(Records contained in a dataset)
= = = = =

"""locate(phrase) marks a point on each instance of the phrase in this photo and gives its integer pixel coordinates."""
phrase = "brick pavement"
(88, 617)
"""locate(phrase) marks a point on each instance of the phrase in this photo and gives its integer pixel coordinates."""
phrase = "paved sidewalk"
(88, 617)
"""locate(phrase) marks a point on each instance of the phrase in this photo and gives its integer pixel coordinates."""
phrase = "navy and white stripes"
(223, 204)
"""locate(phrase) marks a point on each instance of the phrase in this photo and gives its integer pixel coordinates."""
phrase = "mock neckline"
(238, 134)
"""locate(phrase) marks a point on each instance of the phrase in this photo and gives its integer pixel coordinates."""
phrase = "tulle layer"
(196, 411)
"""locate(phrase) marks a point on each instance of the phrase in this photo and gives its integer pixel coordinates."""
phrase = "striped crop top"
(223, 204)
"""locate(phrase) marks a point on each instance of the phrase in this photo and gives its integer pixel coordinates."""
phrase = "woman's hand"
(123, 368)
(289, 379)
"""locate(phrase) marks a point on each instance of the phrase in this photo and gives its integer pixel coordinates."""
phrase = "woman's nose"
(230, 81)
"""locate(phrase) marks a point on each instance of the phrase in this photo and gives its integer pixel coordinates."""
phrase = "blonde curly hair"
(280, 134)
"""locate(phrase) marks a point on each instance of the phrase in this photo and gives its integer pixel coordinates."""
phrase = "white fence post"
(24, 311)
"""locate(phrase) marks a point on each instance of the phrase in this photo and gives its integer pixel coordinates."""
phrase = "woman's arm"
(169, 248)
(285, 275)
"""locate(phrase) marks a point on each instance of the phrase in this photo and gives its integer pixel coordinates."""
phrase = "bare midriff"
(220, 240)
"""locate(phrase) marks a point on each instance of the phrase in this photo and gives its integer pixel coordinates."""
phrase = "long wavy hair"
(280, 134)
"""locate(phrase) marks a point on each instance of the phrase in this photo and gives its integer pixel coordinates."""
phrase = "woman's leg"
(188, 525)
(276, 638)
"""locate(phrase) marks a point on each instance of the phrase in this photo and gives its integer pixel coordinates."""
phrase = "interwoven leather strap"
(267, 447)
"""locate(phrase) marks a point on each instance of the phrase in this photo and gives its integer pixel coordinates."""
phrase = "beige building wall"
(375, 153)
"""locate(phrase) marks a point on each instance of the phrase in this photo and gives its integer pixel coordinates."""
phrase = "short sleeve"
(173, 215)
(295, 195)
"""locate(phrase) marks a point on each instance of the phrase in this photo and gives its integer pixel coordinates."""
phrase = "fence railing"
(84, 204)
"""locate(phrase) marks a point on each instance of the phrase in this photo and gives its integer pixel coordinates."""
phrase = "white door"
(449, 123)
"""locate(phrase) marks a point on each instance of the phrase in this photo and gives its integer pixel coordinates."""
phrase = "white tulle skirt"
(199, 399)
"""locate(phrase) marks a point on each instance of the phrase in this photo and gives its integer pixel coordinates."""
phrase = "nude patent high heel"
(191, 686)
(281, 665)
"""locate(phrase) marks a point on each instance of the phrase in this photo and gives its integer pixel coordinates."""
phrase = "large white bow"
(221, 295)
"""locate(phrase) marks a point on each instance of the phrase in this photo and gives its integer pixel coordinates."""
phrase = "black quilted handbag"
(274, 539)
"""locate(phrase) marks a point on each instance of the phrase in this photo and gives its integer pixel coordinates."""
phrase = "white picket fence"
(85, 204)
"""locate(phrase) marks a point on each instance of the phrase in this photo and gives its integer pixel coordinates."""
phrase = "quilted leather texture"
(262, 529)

= = = = =

▸ **Task instructions**
What you return should match the entries above exactly.

▸ **Result of this task**
"""locate(phrase) marks a point on each instance of the phrase in this photo and gives its integer pixel coordinates."""
phrase = "brick pavement"
(88, 617)
"""locate(phrase) marks a point on each instance of the phrase in this photo and gives its integer pixel coordinates."""
phrase = "paved sidewalk"
(88, 617)
"""locate(phrase) marks a point on each instance of the phrase in this photo and gives its integer pixel coordinates."""
phrase = "navy and white stripes"
(223, 204)
"""locate(phrase) marks a point on each instance of the phrase in this photo and gives its integer pixel coordinates."""
phrase = "mock neckline"
(238, 134)
"""locate(phrase) marks a point on each instance of the phrase in this photo and gives its integer pixel coordinates."""
phrase = "tulle layer"
(196, 411)
"""locate(phrase) marks a point on each instance of the phrase in this photo and gives its integer pixel coordinates."""
phrase = "striped crop top"
(223, 204)
"""locate(phrase) marks a point on each instance of the phrase in this photo and gives its integer pixel coordinates."""
phrase = "woman's hand"
(123, 368)
(289, 379)
"""locate(phrase) marks a point on each instance of the phrase in this photo and gives its integer pixel coordinates."""
phrase = "woman's nose"
(230, 81)
"""locate(phrase) marks a point on each instance of the phrase in this photo and gives its integer pixel coordinates."""
phrase = "blonde curly hair"
(280, 134)
"""locate(phrase) marks a point on each instance of the phrase in this photo and gives its integer pixel coordinates."""
phrase = "white fence post"
(24, 311)
"""locate(phrase) marks a point on each instance of the phrase in this photo and gives its integer pixel coordinates."""
phrase = "woman's arm"
(169, 248)
(285, 275)
"""locate(phrase) marks a point on each instance of the phrase in this photo and gives its integer pixel coordinates."""
phrase = "bare midriff"
(220, 240)
"""locate(phrase) marks a point on each instance of the phrase in this photo and gives its integer pixel coordinates."""
phrase = "long wavy hair"
(280, 134)
"""locate(phrase) marks a point on each instance of the phrase in this photo and gives its integer pixel coordinates."""
phrase = "woman's leg"
(188, 525)
(276, 638)
"""locate(phrase) marks a point on each instance of the phrase in this photo and gives its integer pixel coordinates."""
phrase = "interwoven leather strap"
(267, 447)
"""locate(phrase) marks a point on each instance of the phrase in this photo and gives its integer pixel coordinates."""
phrase = "beige building wall"
(375, 153)
"""locate(phrase) marks a point on each instance of the phrase in this photo and gives its integer pixel coordinates."""
phrase = "short sleeve"
(173, 215)
(295, 195)
"""locate(phrase) marks a point on each instance of the phrase in this photo and gives its integer pixel coordinates."""
phrase = "fence railing"
(84, 204)
"""locate(phrase) marks a point on each instance of the phrase in this photo and gives its integer pixel coordinates."""
phrase = "white door"
(449, 123)
"""locate(phrase) marks a point on each instance of the phrase in this photo and gives its integer pixel coordinates."""
phrase = "white tulle skirt"
(199, 399)
"""locate(phrase) marks a point on each instance of the phrase in this photo and gives its integer pixel coordinates."""
phrase = "nude patent high heel"
(191, 686)
(281, 665)
"""locate(phrase) marks a point on each instance of the phrase in this photo and gives its integer pixel coordinates."""
phrase = "large white bow"
(221, 295)
"""locate(phrase) marks a point on each instance of the phrase in this photo and gives its integer pixel coordinates."""
phrase = "black quilted handbag"
(274, 539)
"""locate(phrase) marks a point on each instance of the phrase in this photo and gives its integer pixel coordinates."""
phrase = "white picket fence"
(85, 204)
"""locate(phrase) marks a point on each instance of the phrase in this photo and gives its integer pixel coordinates."""
phrase = "quilted leather texture"
(262, 529)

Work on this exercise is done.